• Data for this task:
──────────

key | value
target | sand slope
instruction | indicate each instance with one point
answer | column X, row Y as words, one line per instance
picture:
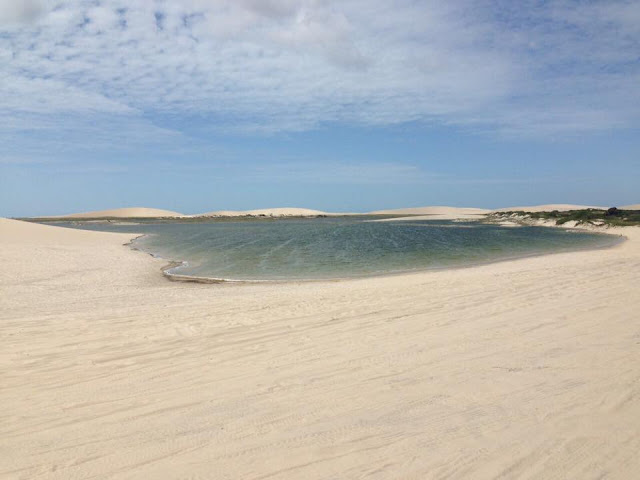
column 270, row 212
column 522, row 369
column 548, row 208
column 432, row 213
column 133, row 212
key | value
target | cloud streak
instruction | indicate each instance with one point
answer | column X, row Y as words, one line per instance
column 529, row 69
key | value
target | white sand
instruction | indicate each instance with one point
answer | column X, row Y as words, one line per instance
column 520, row 369
column 133, row 212
column 433, row 213
column 270, row 212
column 561, row 207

──────────

• The task: Present all of the data above as a numbered list, omitting blank lines and leaving the pictures out.

• Correct answer:
1. key | value
2. target | sand slope
3. instruction | indicate each instance with one point
4. answer | column X, row Y as words, one line per instance
5. picture:
6. column 270, row 212
7. column 522, row 369
8. column 548, row 208
9. column 432, row 213
10. column 133, row 212
11. key | value
12. target | cloud streak
13. instruction | indicate each instance with one point
14. answer | column X, row Y as words, one line per instance
15. column 529, row 69
16. key | value
17. target | white sand
18. instruction | indicate each instance with one point
19. answer | column X, row Y as words, one line per instance
20. column 520, row 369
21. column 133, row 212
22. column 433, row 213
23. column 270, row 212
24. column 561, row 207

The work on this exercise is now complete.